> **Consegne**
**a)** Elenchi tutti i passi racchiusi tra virgolette caporali («») nel testo su don Alessandro.
**b)** Restituisca il brano del testo su don Alessandro da "Sabato mattina tutti" a "qualche compito ministeriale.".

> **Estratto della pagina**
§ §

Sabato mattina tutti siamo stati sorpresi dalla notizia della morte inattesa di don Alessandro. Conoscevamo i suoi problemi di salute, ma fino a qualche giorno prima nulla faceva presagire che le sue condizioni sarebbero precipitate come poi è accaduto. Vogliamo leggere nella fede la morte di questo nostro confratello, che da molti anni soffriva nel corpo e nello spirito al punto da essere impedito ad esercitare un qualche compito ministeriale.
Mi piace pensare che il Signore nel momento della sua morte abbia rivolto anche a lui le parole piene di amore e di tenerezza che abbiamo ascoltato poco fa: «Venite a me, voi tutti che siete stanchi e oppressi, e io vi darò ristoro. Prendete il mio giogo sopra di voi e imparate da me, che sono mite e umile di cuore, e troverete ristoro per la vostra vita» (Mt 11, 28-29).
Per il suo carattere schivo e riservato, don Alessandro non parlava molto delle sue sofferenze, ma dalle poche confidenze che ho avuto da lui, posso immaginare che anche lui possa rientrare tra le persone stanche e oppresse a cui Gesù rivolge la sua promessa: «Vi darò ristoro». Ora che lo ha chiamato a sé il Signore senz’altro manterrà la sua promessa. Come Gesù anche questo nostro fratello era «mite ed umile di cuore» e per questo possiamo sperare che sarà beato nel Regno dei cieli.

§ §

> **Estratto dei dati**
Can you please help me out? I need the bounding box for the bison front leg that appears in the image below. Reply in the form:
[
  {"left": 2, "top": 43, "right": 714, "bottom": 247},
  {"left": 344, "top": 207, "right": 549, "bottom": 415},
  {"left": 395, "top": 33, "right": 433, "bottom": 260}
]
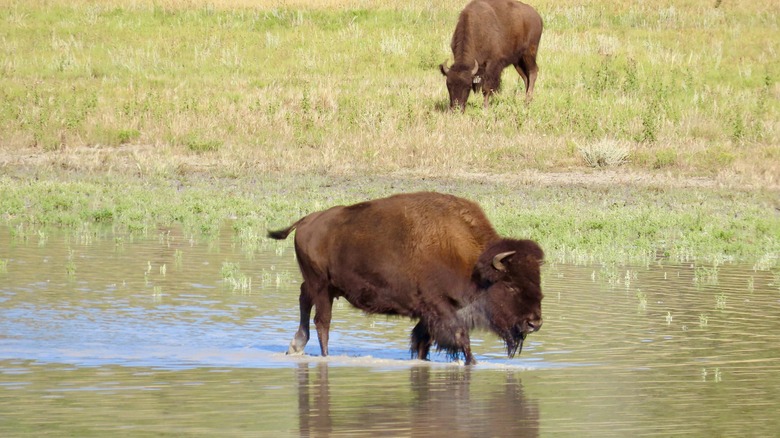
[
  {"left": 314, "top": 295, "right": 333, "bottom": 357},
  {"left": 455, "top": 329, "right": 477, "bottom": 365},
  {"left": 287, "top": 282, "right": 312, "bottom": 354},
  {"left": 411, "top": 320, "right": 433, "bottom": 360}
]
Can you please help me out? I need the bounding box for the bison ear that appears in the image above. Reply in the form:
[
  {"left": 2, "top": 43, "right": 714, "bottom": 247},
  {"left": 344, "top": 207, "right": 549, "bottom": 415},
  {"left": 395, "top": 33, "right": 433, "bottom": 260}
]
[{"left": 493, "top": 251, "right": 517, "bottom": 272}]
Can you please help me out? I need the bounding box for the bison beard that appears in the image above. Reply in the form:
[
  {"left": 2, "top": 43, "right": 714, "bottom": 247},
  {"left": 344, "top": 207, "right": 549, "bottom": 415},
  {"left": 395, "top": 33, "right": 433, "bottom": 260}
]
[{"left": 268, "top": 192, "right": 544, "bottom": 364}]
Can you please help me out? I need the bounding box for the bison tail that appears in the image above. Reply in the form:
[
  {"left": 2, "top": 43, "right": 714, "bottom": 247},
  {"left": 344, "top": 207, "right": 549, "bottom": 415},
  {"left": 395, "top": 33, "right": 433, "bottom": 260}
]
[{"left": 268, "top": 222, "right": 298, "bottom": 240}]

§ §

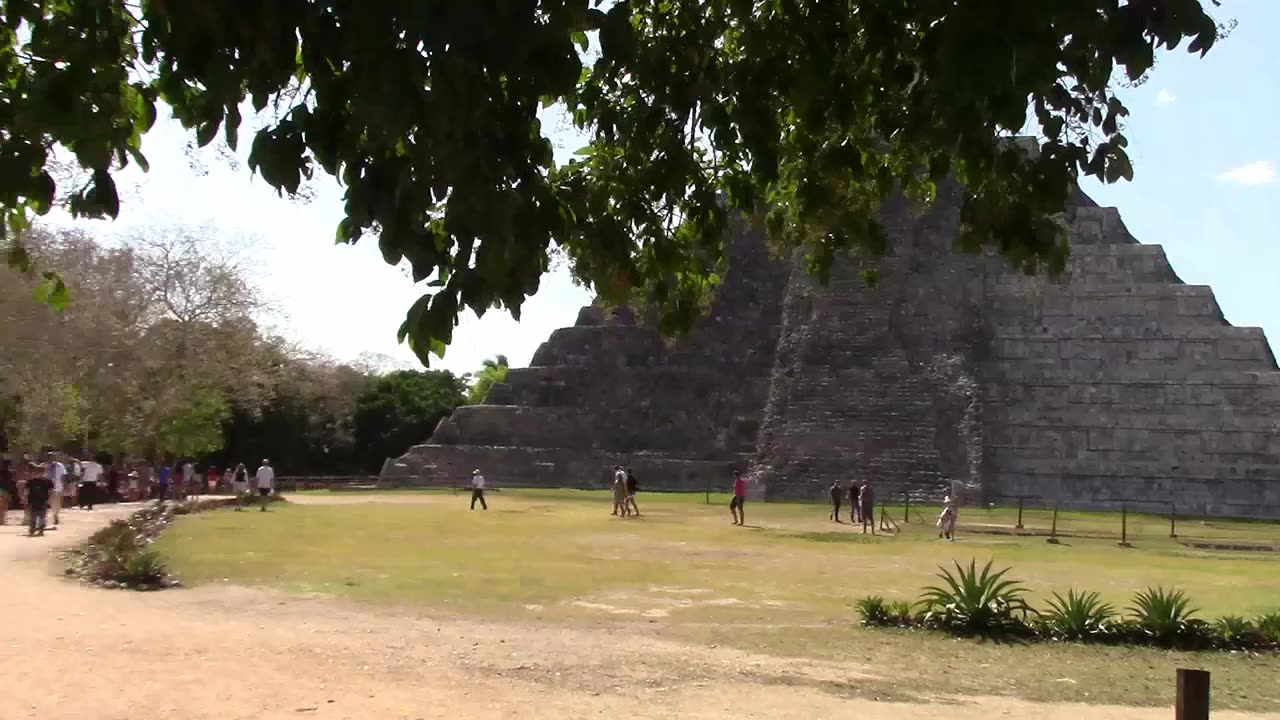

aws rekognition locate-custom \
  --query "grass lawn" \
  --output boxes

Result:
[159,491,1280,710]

§ §

> **Soluzioni**
**a)**
«Venite a me, voi tutti che siete stanchi e oppressi, e io vi darò ristoro. Prendete il mio giogo sopra di voi e imparate da me, che sono mite e umile di cuore, e troverete ristoro per la vostra vita»
«Vi darò ristoro»
«mite ed umile di cuore»

**b)**
Sabato mattina tutti siamo stati sorpresi dalla notizia della morte inattesa di don Alessandro. Conoscevamo i suoi problemi di salute, ma fino a qualche giorno prima nulla faceva presagire che le sue condizioni sarebbero precipitate come poi è accaduto. Vogliamo leggere nella fede la morte di questo nostro confratello, che da molti anni soffriva nel corpo e nello spirito al punto da essere impedito ad esercitare un qualche compito ministeriale.